[BEGIN]
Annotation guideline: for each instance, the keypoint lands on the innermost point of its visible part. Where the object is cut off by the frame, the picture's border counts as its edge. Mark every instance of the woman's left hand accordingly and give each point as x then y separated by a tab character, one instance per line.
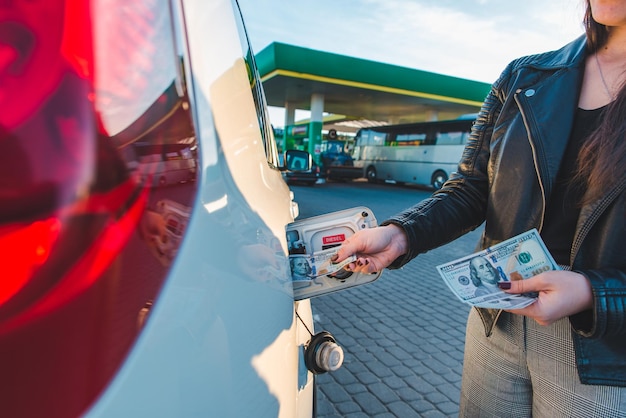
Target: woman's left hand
561	293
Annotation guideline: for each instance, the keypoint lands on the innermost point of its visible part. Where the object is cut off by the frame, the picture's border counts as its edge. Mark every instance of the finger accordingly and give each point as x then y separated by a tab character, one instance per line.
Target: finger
532	284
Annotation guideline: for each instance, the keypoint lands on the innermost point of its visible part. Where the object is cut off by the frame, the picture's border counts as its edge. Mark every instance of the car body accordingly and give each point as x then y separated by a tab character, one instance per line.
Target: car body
120	298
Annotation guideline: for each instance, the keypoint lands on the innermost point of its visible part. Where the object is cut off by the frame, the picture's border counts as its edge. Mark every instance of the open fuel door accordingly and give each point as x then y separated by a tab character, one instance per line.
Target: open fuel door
313	241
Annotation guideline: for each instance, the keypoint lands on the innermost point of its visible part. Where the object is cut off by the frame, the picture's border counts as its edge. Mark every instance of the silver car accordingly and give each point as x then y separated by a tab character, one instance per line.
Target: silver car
123	294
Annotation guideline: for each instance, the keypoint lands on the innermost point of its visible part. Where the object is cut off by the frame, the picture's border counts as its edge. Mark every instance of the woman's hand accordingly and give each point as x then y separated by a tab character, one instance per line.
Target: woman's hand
375	248
561	294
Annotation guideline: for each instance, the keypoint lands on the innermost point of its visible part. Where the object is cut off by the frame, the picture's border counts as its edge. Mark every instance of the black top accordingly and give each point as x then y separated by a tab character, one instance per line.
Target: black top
563	206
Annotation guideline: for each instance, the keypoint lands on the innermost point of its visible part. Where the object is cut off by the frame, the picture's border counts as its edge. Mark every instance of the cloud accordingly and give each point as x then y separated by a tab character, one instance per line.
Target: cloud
472	39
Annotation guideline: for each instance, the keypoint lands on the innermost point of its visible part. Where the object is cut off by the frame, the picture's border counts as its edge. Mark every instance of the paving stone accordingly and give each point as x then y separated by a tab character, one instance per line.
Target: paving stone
402	410
370	404
348	407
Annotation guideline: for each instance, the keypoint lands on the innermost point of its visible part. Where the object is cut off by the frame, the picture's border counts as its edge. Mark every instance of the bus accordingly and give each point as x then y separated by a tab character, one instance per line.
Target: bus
165	164
423	153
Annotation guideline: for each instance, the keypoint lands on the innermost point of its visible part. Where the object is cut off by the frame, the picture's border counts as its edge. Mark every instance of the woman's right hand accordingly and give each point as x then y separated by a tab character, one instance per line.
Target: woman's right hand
375	248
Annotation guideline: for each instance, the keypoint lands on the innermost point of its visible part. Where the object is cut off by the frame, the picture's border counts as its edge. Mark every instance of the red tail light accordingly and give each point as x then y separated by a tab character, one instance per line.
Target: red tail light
86	117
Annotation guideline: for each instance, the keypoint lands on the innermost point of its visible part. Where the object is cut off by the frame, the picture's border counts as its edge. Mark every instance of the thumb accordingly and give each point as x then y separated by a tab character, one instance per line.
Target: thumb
346	249
532	284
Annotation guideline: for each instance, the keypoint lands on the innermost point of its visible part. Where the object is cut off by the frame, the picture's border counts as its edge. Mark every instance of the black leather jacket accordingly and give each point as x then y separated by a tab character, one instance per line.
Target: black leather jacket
506	176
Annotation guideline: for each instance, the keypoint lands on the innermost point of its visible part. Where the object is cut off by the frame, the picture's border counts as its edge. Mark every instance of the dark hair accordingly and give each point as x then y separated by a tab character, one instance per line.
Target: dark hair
602	159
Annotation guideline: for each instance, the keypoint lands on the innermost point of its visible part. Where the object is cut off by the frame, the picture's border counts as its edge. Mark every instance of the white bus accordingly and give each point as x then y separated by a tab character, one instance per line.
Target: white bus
422	153
165	164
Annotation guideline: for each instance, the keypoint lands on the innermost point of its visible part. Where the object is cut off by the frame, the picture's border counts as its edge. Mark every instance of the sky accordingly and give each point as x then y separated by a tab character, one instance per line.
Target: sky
471	39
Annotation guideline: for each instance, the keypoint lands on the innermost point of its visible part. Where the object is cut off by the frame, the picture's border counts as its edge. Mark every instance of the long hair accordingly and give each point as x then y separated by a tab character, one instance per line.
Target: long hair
602	159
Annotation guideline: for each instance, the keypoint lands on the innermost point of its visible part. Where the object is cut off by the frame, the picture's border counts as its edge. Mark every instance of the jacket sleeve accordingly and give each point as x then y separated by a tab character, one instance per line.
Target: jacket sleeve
608	316
460	205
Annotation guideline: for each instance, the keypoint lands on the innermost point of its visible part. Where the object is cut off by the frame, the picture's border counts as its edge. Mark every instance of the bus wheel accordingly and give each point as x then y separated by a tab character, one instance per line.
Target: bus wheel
439	177
371	175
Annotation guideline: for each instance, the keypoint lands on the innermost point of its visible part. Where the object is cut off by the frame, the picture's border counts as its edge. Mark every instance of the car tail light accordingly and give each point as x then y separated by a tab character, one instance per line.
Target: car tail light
81	108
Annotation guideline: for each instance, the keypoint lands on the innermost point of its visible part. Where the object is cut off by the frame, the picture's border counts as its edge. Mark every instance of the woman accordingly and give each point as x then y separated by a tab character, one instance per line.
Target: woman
547	151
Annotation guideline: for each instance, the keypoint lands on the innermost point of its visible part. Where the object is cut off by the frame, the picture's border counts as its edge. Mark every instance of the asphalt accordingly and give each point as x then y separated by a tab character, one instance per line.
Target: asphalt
402	337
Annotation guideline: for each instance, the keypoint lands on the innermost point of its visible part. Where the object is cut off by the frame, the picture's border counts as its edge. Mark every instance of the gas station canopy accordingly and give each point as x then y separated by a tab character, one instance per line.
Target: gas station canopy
358	91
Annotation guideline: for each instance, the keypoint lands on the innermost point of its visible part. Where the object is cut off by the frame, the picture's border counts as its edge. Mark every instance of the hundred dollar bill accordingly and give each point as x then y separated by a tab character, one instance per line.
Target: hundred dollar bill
473	279
320	264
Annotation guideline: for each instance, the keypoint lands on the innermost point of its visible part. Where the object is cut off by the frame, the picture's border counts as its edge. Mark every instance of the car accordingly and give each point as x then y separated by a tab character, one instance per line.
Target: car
337	163
300	168
122	296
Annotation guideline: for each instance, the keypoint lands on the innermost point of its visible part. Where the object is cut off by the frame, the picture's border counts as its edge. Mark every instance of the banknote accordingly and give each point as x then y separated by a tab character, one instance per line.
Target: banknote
473	278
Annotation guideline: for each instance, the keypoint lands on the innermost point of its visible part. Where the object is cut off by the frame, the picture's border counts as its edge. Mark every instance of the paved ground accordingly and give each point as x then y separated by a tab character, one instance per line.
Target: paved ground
[END]
*EXERCISE BRIEF:* Print every record above exactly as written, leaving out the pictures.

*EXERCISE RESPONSE:*
Annotation guideline: for each instance, the keypoint lands on the innermost point of its visible part. Where the object is cut off by the frame, the picture's border counts as its edge. Mark every instance of the woman's left hand accordingly and give each point as x then y separated by a tab character, one instance per line.
Target: woman's left hand
561	293
Annotation guideline: for each instance, the keypoint lands on the innermost point of its visible part. Where the object is cut off by the frame, the picture's border counts as its edge. Mark every instance of the finger accordingly and give each point as x then y separated by a tab character, one instance per line.
Target: finger
532	284
Annotation guideline: for each instance, the keypoint lands on the innermost point of its visible part. Where the object is cut off by the frame, the picture's border counts as its edge. Mark every instance of the car body accordingly and give each point as x then y separated by a tab character, one instance per line.
Target: car body
120	298
Annotation guideline: for each instance, the keypoint lands on the innermost point of its visible part. Where the object is cut off by the frame, the picture's border counts as its edge. Mark every instance of the open fuel door accordingly and give each point as x then y separated by a tab character, one instance per line.
Target: open fuel door
313	241
Annotation guideline: for each instance, the keypoint lands on the innermost point of its visible part. Where the object is cut off by the frame, the picture's border counts as its edge. Mark every instance of the silver car accordingly and give each point as x then y separated by a tab character, one instance per line.
Target: silver car
123	294
Annotation guideline: for each instance, the keypoint lands on the innermost point of its visible part. Where the object is cut off by the frame, the picture's border counts as its edge. Mark every instance of the woman's hand accordingly and give each point as x then y separated by a tab character, one instance per line.
Target: woman's hand
375	248
561	294
Annotation guideline: for each instance, the keypoint lands on the innermost point of its visible part. Where the object is cut off by the frame, the picture's border counts as its edge. Mark every instance of the black top accordingly and give each point as x then y separated by a tab character, one instance per line.
Target: black top
563	206
Annotation guideline: for each instance, the keypoint lands on the innermost point of its visible part. Where the object is cut off by the frame, the picture's border counts as its edge. Mark every instance of the cloud accordingly and give each point as x then y separated by a tab character, one instance per line.
Target: cloud
472	39
Annotation guideline: for each instance, the keypoint lands on the innermost point of its visible part. Where the object is cut off by the frame, the picture's border counts as its edge. Mark every instance of the paving stone accordingly and give each point as x then y separated by a tab character, one instance per line.
Target: paving stone
402	410
370	404
348	407
Annotation guideline: for each instance, the keypoint lands on the innermost point of its visible part. Where the object is cut off by the frame, the picture's border counts as its edge. Mark every instance of the bus accordingly and give each point as x then y separated by a tab character, one instance per line.
Target: bus
165	164
423	153
Annotation guideline: for each instance, the keypoint lands on the innermost point of its visible part. Where the object is cut off by the frame, the picture's border counts as its edge. Mark every instance of the woman's right hand accordingly and give each point as x then y separated by a tab character, one instance per line.
Target: woman's right hand
375	248
Annotation guideline: for each instance, the keypoint lands on the innermost point of its visible part. Where the object is cut off by the frame, the picture's border counts as its edge. Mark every instance of the red tail light accordingly and give each point as x then y separated by a tab character, one instance per line.
Target: red tail light
86	117
Annotation guideline: for each instance, the keypoint lands on the innermost point of its visible part. Where the object is cut off by the frame, the picture's border counts as its edge. Mark every instance of the thumb accordingly and give each point as x then y separated by a tab character, one instance per line.
Target: thumb
346	249
532	284
Annotation guideline: for each instance, the keypoint lands on the innermost point of its visible part. Where the object is cut off by the frame, the picture's border counts as its edge. Mark every instance of the black leather jacket accordingly and give each point as x then y separated by a tab character, one instance per line.
Target: black leather jacket
506	176
Annotation guideline: for each instance, the keypoint lands on the innermost point of its visible part. Where the object is cut off by the frame, the picture's border counts as its edge. Mark every instance of the dark hair accordingly and give each point as x then y separated by a tab character, one instance per line.
Target: dark hair
602	159
Annotation guideline: for each instance, the keypoint lands on the innermost point of its visible part. Where the object is cut off by the frame, the picture's border counts as its edge. Mark every instance of the white bus accordingly and give each point as x then y separated by a tab character, one instance per line.
Target: white bus
422	153
165	164
Annotation guideline: for each instance, the keypoint lands on the innermost point of its visible part. Where the object is cut off by the frame, the picture's border counts as its edge. Mark every instance of the sky accordingly and give each point as x then y separated by a tab character, one instance per line.
Target: sky
471	39
Annotation guideline: for each instance, the keypoint lands on the innermost point of its visible part. Where the object is cut off by the frame, the picture's border counts as its edge. Mark every instance of the long hair accordingly and give each point as x then y separated by a tab character, one instance per line.
Target: long hair
602	159
Annotation guideline: for each instance, the keypoint lands on the innermost point of its visible part. Where the object is cut off by the frame, the picture's border counts as its edge. Mark every instance of the jacket sleeve accordingly and give each point as x then y separated by a tab character, one instance per line.
Target: jacket sleeve
608	316
460	205
Annotation guideline: for each instance, the keypoint lands on the innermost point of its visible part. Where the object is cut off by the frame, the picture's border counts as its edge. Mark every instance of the bus wheel accordingly and give each point as x then y separated by a tab character, one instance per line.
Target: bus wheel
439	177
371	175
Annotation guideline: for each instance, the keypoint lands on the innermost point of its visible part. Where the object is cut off by the frame, the picture's border counts as its edge. Mark every instance of the car tail light accordingly and give each point as x then y separated by a tab character, one instance per line.
Target: car tail light
81	108
Annotation guideline: for each instance, the keypoint lands on the innermost point of its visible part. Where the object is cut off by the frame, the picture's border counts as its edge. Mark every instance of the woman accordingly and give each point as x then y separated by a tab character, one instance per line.
Target: woman
547	151
Annotation guideline: for each instance, the keypoint lands on the innermost point of its visible part. Where the object is cut off by the frame, the picture's border counts as its edge. Mark every instance of the asphalt accordingly and give each point as x then y separated by a tab character, one instance per line.
Target: asphalt
402	337
Annotation guideline: for each instance, the keypoint lands on the innermost point of its visible part. Where the object is cut off by the frame, the picture's border counts as its edge. Mark every instance of the gas station canopy accordingly and give each point as x then y separated by a tab character, one instance per line.
Target: gas station canopy
358	91
Annotation guideline: for each instance, the keypoint lands on the innermost point of its visible part. Where the object is cut off by the frame, the picture's border counts as its edge. Mark every instance of the hundred dollar bill accordingly and give each point as x then y separated by a tab character, one instance per line.
Target: hundred dollar bill
473	279
320	264
Annotation guideline: for each instance, the keypoint lands on the innermost point of its visible part. Where the object is cut off by the frame, the picture's border counts as its edge. Mark every instance of the car accordingly and give each point as x then y separated by a tab character, one instance per line.
Target: car
337	163
300	168
122	296
Annotation guideline: for each instance, the keypoint lands on the innermost point of its visible part. Where the object is cut off by the frame, the picture's border counts as its edge. Mark every instance of the banknote accordingly and give each point as x then y separated by a tab character, one instance per line.
Target: banknote
473	278
Annotation guideline: for each instance, the keypoint lands on the innermost point of its visible part. Where the object is cut off by the frame, the picture's border counts as its edge. Mark every instance of the paved ground accordingly and give each point as x then y separated by a tab character, one instance per line.
Target: paved ground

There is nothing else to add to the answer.